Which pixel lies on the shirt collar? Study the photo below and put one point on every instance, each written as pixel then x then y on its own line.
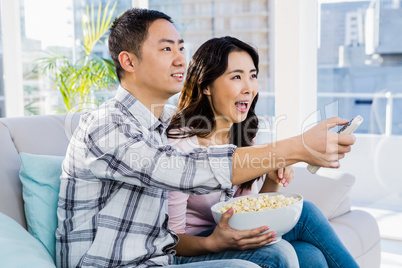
pixel 141 113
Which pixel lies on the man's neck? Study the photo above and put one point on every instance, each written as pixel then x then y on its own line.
pixel 154 104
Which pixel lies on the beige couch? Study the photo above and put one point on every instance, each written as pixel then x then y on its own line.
pixel 49 135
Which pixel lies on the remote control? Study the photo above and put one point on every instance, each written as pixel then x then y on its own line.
pixel 349 128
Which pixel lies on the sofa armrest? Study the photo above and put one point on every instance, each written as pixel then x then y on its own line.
pixel 19 248
pixel 328 189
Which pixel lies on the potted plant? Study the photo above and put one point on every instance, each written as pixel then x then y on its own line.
pixel 77 80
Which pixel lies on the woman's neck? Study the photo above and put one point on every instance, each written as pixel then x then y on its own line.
pixel 219 136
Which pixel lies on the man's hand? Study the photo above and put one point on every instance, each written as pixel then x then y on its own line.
pixel 325 148
pixel 224 237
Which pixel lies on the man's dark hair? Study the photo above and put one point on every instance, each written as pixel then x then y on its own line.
pixel 129 31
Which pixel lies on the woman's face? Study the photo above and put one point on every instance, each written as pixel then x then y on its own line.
pixel 232 93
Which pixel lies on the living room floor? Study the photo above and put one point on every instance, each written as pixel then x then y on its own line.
pixel 388 213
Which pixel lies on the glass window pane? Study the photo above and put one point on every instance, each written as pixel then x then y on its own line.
pixel 58 33
pixel 360 60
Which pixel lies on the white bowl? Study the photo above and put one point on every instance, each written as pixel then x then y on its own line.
pixel 281 220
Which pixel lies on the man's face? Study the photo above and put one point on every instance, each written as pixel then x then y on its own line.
pixel 162 67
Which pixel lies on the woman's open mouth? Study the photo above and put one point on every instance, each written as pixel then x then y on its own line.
pixel 242 106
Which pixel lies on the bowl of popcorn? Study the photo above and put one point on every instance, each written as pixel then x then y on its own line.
pixel 279 211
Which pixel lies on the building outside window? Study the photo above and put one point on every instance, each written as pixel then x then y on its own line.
pixel 360 62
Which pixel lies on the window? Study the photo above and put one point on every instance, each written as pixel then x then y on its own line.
pixel 360 62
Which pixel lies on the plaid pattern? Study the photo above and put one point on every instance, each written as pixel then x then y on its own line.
pixel 112 208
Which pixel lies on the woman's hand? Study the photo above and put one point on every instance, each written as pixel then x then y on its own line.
pixel 224 237
pixel 272 180
pixel 284 176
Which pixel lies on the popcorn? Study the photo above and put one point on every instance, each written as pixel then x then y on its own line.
pixel 259 203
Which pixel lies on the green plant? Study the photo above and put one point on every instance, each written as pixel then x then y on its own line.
pixel 76 80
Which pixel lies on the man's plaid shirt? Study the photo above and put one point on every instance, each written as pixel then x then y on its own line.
pixel 112 208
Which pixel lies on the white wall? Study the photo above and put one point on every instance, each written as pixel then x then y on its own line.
pixel 376 162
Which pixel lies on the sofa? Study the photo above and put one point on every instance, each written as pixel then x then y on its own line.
pixel 31 152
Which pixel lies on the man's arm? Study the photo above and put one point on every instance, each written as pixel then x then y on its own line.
pixel 318 146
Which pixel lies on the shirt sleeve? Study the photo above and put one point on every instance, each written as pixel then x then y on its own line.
pixel 177 211
pixel 120 150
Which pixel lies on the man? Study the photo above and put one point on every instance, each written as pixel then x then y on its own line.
pixel 112 206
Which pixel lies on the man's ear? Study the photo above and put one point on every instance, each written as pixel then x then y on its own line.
pixel 127 61
pixel 206 91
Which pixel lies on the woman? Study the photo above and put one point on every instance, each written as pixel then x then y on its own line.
pixel 217 107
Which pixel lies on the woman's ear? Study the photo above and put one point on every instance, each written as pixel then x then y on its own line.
pixel 207 91
pixel 127 61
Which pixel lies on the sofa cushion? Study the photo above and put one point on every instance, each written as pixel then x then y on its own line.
pixel 19 248
pixel 40 177
pixel 328 189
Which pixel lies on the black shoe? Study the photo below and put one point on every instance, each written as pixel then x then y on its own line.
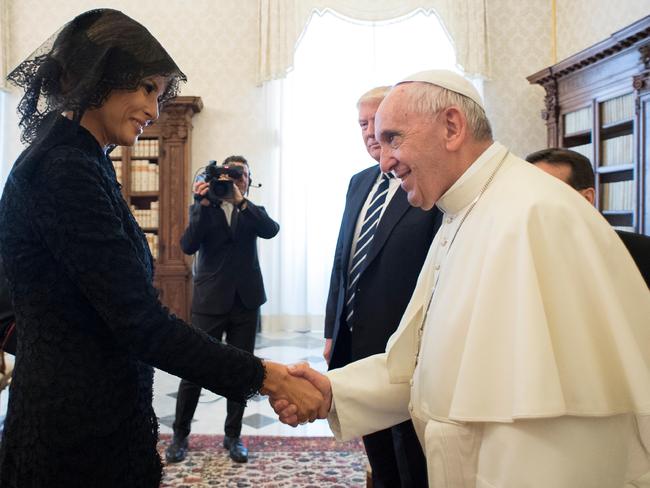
pixel 238 452
pixel 177 450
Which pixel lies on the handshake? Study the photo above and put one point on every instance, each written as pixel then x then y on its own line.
pixel 297 393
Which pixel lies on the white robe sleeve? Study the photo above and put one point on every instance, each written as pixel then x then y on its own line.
pixel 364 400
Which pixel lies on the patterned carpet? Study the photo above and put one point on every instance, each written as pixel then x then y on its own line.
pixel 274 462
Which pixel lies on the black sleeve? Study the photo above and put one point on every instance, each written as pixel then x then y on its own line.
pixel 265 227
pixel 193 235
pixel 76 218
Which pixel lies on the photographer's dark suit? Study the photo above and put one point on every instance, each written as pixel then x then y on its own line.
pixel 228 290
pixel 383 290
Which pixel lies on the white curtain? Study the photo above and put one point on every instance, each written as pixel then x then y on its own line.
pixel 4 41
pixel 282 22
pixel 314 147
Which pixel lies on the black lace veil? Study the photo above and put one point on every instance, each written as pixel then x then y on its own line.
pixel 77 67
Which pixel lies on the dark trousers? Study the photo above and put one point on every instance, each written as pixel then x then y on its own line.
pixel 239 327
pixel 396 457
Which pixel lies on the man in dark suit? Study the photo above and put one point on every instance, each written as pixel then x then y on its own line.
pixel 381 247
pixel 228 287
pixel 575 169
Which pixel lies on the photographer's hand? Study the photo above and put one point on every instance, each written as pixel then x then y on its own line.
pixel 200 189
pixel 237 198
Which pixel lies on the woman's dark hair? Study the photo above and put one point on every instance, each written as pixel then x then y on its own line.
pixel 77 68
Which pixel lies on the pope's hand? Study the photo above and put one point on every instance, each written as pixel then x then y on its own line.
pixel 299 393
pixel 288 412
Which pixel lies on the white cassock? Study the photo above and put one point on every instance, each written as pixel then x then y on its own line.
pixel 532 368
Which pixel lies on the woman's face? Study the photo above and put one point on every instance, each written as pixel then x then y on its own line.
pixel 125 113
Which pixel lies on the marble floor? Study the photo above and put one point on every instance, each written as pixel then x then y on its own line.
pixel 259 418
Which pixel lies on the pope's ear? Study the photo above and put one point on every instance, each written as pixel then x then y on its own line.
pixel 455 128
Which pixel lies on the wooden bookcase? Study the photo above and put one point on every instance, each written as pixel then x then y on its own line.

● EXERCISE PROMPT
Exact duplicates of all the entries are required, and no image may appear in them.

● RESULT
Which pixel lies on the shirt collar? Study the photo below and put one point on every instance, each written as pixel then x then y on its own line.
pixel 141 113
Which pixel lies on the man's neck? Study the photo above and put one point on every instance, each written as pixel then x then y on its own line.
pixel 154 104
Which pixel lies on the beige couch? Study the photo above and put one point on every instance, each written as pixel then x then y on its own line.
pixel 49 135
Which pixel lies on the remote control? Study the photo above and put one point on every instance, each written as pixel then x then y on its own line.
pixel 349 128
Which pixel lies on the sofa armrest? Study the photo above and put one point on every instance, each written as pixel then x then y on its own line.
pixel 19 248
pixel 328 189
Which pixel lies on the potted plant? Study the photo above and put one point on every instance, each written as pixel then x then y on its own line.
pixel 77 80
Which pixel lies on the woman's neck? Study the photo above and put one point on every instance, each written as pixel then x then y on its own line.
pixel 219 136
Which pixel lies on the man's hand? Study the photo above and put one point on every instance, each written as pixel then x then y on its own line.
pixel 325 148
pixel 224 237
Which pixel lies on the man's dark hair? Study the photo above and put one point on every instance, each written as pixel then x then y on its own line.
pixel 129 31
Which pixel lies on the woman's face? Study the photo above and put one point on every instance, each written as pixel then x then y on its own line.
pixel 232 93
Which pixel lies on the living room floor? Study the photo above and put one point on every instance, each written as pixel then x then y on its own line.
pixel 388 213
Which pixel lies on the glass window pane? Study the photo above and put one point on every instance, each written as pixel then x then y on its own line.
pixel 58 33
pixel 360 60
Which pixel lies on the white bowl? Study the photo above and put one point on every instance, each written as pixel then x then y on its own line.
pixel 281 220
Which pixel lies on the man's face? Study the photo above and put one point on every instance, each written as pixel then x then y on its own line.
pixel 162 67
Which pixel lies on the woman's open mouth? Study the photo above and put one point on every instance, each written as pixel then x then y on its own line.
pixel 242 106
Which pixel lies on the bowl of popcorn? Study the photo above and put one point on every instance, each written as pixel then x then y on its own line.
pixel 279 211
Which pixel lies on the building outside window? Study the photo above and put one point on every instance, each written as pixel then x then y on its own line.
pixel 360 62
Which pixel lies on the window? Study the photo above and put one point on every instance, each written as pixel then x then y on its own line.
pixel 360 62
Which pixel lies on the plaid pattern? Study the photo above and put one point on every instance, each written as pixel then x then y on its own line.
pixel 112 208
Which pixel lies on the woman's hand? Study the photo above and put one point on every instance, each written as pixel then x then y on its own line.
pixel 224 237
pixel 272 180
pixel 284 176
Which pixel lies on the popcorn? Study the photo above and put one point on every instance, each written as pixel then x then y on its own line.
pixel 259 203
Which pixel lies on the green plant? Study the photo above and put one point on every instance, each written as pixel then x then y on its own line.
pixel 76 80
Which pixel lies on the man's plaid shirt? Study the photo above and put one point on every instance, each written as pixel then x then y on its own line.
pixel 112 208
Which pixel lies on the white wall? Study the photo above and put one point on every instance, each written as pixel then x then y on its own line.
pixel 376 162
Which pixel lies on the sofa? Study the photo above and put one point on every instance, each written as pixel then x then y on its own line.
pixel 31 152
Which pixel lies on the man's arm? Study the photo above and put one point on every instance, each written as pixel then x then y on its own line.
pixel 318 146
Which pixel lies on the shirt sleeve? Study the photo above and put one point on every instance, each written as pixel then x then y on its own line.
pixel 177 211
pixel 120 150
Which pixel lies on the man? Study the photo above and put one point on every instance, each written as pixel then x then y on its own line.
pixel 112 206
Which pixel lies on the man's ear? Study the photo above and put one point on every instance, each written as pixel then x then y on its own line.
pixel 127 61
pixel 206 91
Which pixel lies on the woman? Study the photo above and put one point on every instance, each written as pixel then x then y on its own line.
pixel 217 107
Which pixel lies on the woman's ear? Study the photo above and put one point on every instance, each written as pixel then x then y on its own line.
pixel 207 91
pixel 127 61
Which pixel lies on the sofa cushion? Study the photo above and put one point on every instance, each written as pixel then x then y on its own line.
pixel 19 248
pixel 40 177
pixel 328 189
Which pixel lies on the black shoe? Study the photo below and put one point on every instance, each written as pixel then x then y on its own line.
pixel 238 452
pixel 177 450
Which pixel lies on the handshake? Study the photo above and put one point on every instance, each written as pixel then x then y on its own line.
pixel 297 393
Which pixel lies on the white robe sleeve? Study the photo above and put one point on every instance, each written as pixel then x then y on its own line.
pixel 364 400
Which pixel lies on the patterned carpet? Study the photo above and put one point on every instance, each written as pixel then x then y on its own line.
pixel 274 462
Which pixel lies on the black sleeve? Study the photo above and put one point on every instance, each written as pixel then x then y on its own line.
pixel 265 227
pixel 193 235
pixel 76 218
Which pixel lies on the photographer's dark suit? Study the photo above and put one point on every instance, each written as pixel then x then y on its own line.
pixel 228 290
pixel 383 290
Which pixel lies on the white curtain? Study the photo above and put one point on every instance, each written as pixel then x then y on its own line.
pixel 4 41
pixel 282 22
pixel 314 147
Which pixel lies on the black lace veil? Study the photo above and put one point on every instance, each written as pixel then x then y on its own line.
pixel 77 67
Which pixel lies on the dark trousers? Study the photo above and put one point on every instance, each written as pixel then x then y on its own line.
pixel 239 327
pixel 396 457
Which pixel lies on the man in dark suit? Study the photo above and put one point on every instance, each written as pixel then x then y on its own line.
pixel 381 247
pixel 228 287
pixel 575 169
Which pixel lies on the photographer's hand? Study the photo above and put one point on every instance, each written as pixel then x then y on its own line.
pixel 200 189
pixel 237 198
Which pixel lies on the woman's dark hair? Study the photo above and put one point on every instance, each written as pixel then x then y on its own line.
pixel 77 68
Which pixel lies on the pope's hand? Study the photo above and put one point on every instance, each written as pixel then x then y on its own line.
pixel 299 393
pixel 288 412
Which pixel lies on the white cassock? Study the photo above and put one point on every instance, each written as pixel then x then y on its own line.
pixel 532 368
Which pixel lies on the woman's face? Study the photo above and put one point on every instance, each written as pixel then x then y on its own line.
pixel 125 113
Which pixel lies on the marble floor? Study the photo above and put one point on every instance, each written as pixel then x then y on its own line.
pixel 259 418
Which pixel lies on the pope's ear? Study the photo above and put one point on every instance, each written as pixel then x then y on its own line.
pixel 455 128
Which pixel lies on the wooden bookcase? Study the photo above and put one point on every instance, each written as pixel then x then y on its own line.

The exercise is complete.